■ **Work to complete**
[A] In the article on silent strokes, what did Peter Chaban's MRI reveal besides confirming the diagnosis?
[B] Please retype part of the article on silent strokes, beginning at the words "Peter Chaban was" and stopping after "holes on imaging.".

--- Extracted text ---

Peter Chaban was up early doing dishes one morning in 2012 when he noticed there was water flowing over his hand — but he couldn’t feel it. Next thing he knew, he lost all sensation and strength on his left side and dropped to the floor. Within seconds he was lying there completely immobilized.
By the time the ambulance arrived at his vacation property near Collingwood, Ont., Chaban had recovered. But doctors at the local hospital diagnosed him with a probable transient ischemic attack, or TIA, a type of temporary stroke that leaves no permanent damage.
Once he returned home to Toronto, Chaban was sent for an MRI, and the brain scan confirmed that diagnosis. But of more concern was the discovery of “quite a few” lesions in his brain, the result of “silent strokes” that show up as small holes on imaging.
When the strokes had occurred and over what time period was a mystery to Chaban, who had experienced no symptoms.
That’s why, in fact, they’re known as silent — patients have no idea they’ve had a miniature clot or microbleed in the brain that has destroyed a tiny chunk of neurons, but resulted in no loss of function as would typically occur with a full-blown stroke.
“I was never aware of any deficits,” said Chaban, 64, who retired from his research job at the Hospital for Sick Children three years ago. “When I was employed, I was quite cognitively active.

--- Listed entries ---

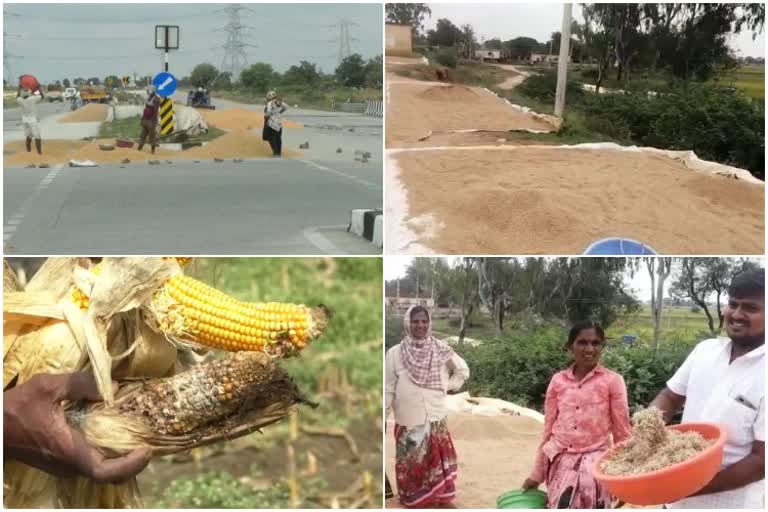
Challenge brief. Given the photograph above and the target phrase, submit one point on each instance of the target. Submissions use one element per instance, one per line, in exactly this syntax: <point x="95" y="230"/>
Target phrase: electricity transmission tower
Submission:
<point x="235" y="59"/>
<point x="7" y="75"/>
<point x="345" y="39"/>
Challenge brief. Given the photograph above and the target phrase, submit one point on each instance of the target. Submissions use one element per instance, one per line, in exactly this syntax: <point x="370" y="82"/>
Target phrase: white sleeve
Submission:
<point x="679" y="381"/>
<point x="758" y="428"/>
<point x="460" y="372"/>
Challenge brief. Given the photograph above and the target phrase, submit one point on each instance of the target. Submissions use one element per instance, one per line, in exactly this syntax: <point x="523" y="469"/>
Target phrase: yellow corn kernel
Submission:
<point x="217" y="320"/>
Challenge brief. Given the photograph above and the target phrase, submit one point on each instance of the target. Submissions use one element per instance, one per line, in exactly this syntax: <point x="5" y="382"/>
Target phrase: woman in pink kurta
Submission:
<point x="584" y="412"/>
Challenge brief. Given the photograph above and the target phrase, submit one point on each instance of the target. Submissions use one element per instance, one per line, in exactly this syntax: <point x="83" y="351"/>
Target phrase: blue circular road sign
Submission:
<point x="165" y="83"/>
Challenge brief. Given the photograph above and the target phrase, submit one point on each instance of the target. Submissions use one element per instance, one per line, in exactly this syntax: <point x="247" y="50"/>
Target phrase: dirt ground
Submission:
<point x="335" y="463"/>
<point x="91" y="113"/>
<point x="495" y="455"/>
<point x="556" y="201"/>
<point x="239" y="119"/>
<point x="416" y="109"/>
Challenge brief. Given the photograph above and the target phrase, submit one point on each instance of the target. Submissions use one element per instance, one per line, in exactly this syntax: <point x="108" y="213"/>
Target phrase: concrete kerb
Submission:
<point x="367" y="223"/>
<point x="687" y="158"/>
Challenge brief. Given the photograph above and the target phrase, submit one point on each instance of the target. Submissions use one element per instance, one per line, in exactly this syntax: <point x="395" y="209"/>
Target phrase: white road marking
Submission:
<point x="18" y="216"/>
<point x="319" y="240"/>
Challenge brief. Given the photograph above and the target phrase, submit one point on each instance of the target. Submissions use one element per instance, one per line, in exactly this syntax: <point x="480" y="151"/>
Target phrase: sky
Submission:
<point x="56" y="41"/>
<point x="508" y="21"/>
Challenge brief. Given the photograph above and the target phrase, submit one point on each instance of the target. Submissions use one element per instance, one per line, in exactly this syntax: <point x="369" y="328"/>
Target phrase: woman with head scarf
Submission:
<point x="420" y="371"/>
<point x="585" y="410"/>
<point x="273" y="126"/>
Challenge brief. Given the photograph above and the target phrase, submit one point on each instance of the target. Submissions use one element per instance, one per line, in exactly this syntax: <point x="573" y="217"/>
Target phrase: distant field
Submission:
<point x="748" y="79"/>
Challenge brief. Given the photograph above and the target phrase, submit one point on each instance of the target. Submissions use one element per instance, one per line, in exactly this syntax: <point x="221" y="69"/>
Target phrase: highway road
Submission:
<point x="269" y="206"/>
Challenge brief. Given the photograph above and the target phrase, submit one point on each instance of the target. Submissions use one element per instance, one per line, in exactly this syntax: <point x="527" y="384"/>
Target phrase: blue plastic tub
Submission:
<point x="619" y="247"/>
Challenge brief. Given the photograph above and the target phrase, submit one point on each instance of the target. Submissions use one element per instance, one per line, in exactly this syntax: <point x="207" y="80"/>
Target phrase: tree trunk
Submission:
<point x="498" y="317"/>
<point x="465" y="312"/>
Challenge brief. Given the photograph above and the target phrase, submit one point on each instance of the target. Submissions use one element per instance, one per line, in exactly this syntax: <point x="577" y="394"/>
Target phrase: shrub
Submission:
<point x="446" y="57"/>
<point x="543" y="86"/>
<point x="716" y="124"/>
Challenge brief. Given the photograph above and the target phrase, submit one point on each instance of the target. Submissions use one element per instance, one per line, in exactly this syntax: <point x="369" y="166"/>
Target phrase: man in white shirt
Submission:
<point x="28" y="103"/>
<point x="723" y="381"/>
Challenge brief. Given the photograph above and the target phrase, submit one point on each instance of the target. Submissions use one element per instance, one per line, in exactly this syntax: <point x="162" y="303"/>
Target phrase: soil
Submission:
<point x="495" y="455"/>
<point x="416" y="110"/>
<point x="240" y="119"/>
<point x="91" y="113"/>
<point x="528" y="200"/>
<point x="334" y="462"/>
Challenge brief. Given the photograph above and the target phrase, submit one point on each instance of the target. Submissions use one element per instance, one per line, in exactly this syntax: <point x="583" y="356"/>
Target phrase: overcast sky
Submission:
<point x="395" y="266"/>
<point x="56" y="41"/>
<point x="508" y="21"/>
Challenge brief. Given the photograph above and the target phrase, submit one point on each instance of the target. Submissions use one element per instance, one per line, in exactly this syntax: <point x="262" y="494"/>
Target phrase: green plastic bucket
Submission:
<point x="522" y="499"/>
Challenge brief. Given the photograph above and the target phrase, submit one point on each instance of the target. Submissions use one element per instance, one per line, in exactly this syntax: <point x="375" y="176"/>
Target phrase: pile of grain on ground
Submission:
<point x="495" y="455"/>
<point x="234" y="144"/>
<point x="653" y="447"/>
<point x="528" y="200"/>
<point x="414" y="110"/>
<point x="239" y="119"/>
<point x="54" y="151"/>
<point x="91" y="113"/>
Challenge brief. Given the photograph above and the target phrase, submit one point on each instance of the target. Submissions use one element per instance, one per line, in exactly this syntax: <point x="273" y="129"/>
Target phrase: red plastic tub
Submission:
<point x="671" y="483"/>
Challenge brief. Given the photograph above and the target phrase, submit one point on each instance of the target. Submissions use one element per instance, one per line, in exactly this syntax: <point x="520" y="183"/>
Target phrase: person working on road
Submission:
<point x="28" y="103"/>
<point x="585" y="405"/>
<point x="265" y="132"/>
<point x="723" y="381"/>
<point x="36" y="432"/>
<point x="149" y="119"/>
<point x="274" y="113"/>
<point x="419" y="371"/>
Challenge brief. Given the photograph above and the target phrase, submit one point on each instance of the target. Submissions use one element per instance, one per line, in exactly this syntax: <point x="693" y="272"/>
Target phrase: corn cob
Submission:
<point x="218" y="400"/>
<point x="189" y="309"/>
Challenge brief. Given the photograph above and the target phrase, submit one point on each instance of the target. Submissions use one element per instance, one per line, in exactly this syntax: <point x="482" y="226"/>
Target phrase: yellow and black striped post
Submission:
<point x="166" y="116"/>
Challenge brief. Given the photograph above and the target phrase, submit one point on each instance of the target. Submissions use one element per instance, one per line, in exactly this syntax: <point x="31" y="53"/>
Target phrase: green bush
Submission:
<point x="446" y="57"/>
<point x="543" y="86"/>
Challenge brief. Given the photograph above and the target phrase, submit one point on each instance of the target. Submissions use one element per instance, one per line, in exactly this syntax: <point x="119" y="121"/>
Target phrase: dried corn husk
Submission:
<point x="45" y="331"/>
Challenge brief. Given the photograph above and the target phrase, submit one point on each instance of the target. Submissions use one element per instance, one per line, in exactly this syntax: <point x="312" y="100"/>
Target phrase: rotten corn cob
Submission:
<point x="222" y="399"/>
<point x="187" y="310"/>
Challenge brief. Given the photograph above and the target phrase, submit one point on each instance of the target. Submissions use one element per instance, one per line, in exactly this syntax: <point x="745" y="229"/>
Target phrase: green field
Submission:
<point x="342" y="371"/>
<point x="677" y="322"/>
<point x="749" y="79"/>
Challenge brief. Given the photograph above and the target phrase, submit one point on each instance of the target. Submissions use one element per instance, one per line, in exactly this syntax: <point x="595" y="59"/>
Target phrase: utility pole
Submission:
<point x="562" y="64"/>
<point x="345" y="38"/>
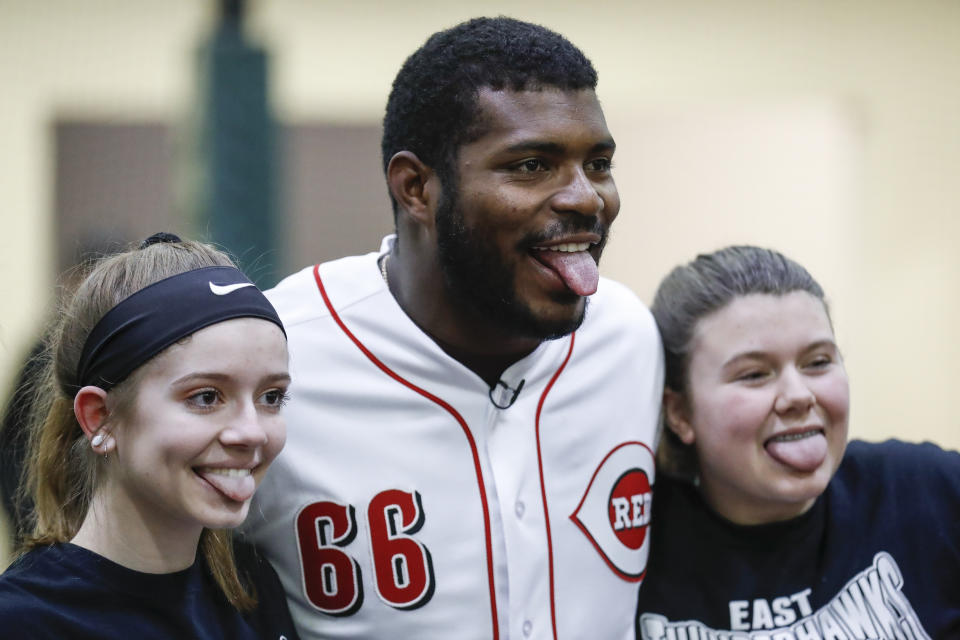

---

■ **Answers**
[A] It revealed "quite a few" lesions in his brain, the result of silent strokes.

[B]
Peter Chaban was up early doing dishes one morning in 2012 when he noticed there was water flowing over his hand — but he couldn’t feel it. Next thing he knew, he lost all sensation and strength on his left side and dropped to the floor. Within seconds he was lying there completely immobilized.
By the time the ambulance arrived at his vacation property near Collingwood, Ont., Chaban had recovered. But doctors at the local hospital diagnosed him with a probable transient ischemic attack, or TIA, a type of temporary stroke that leaves no permanent damage.
Once he returned home to Toronto, Chaban was sent for an MRI, and the brain scan confirmed that diagnosis. But of more concern was the discovery of “quite a few” lesions in his brain, the result of “silent strokes” that show up as small holes on imaging.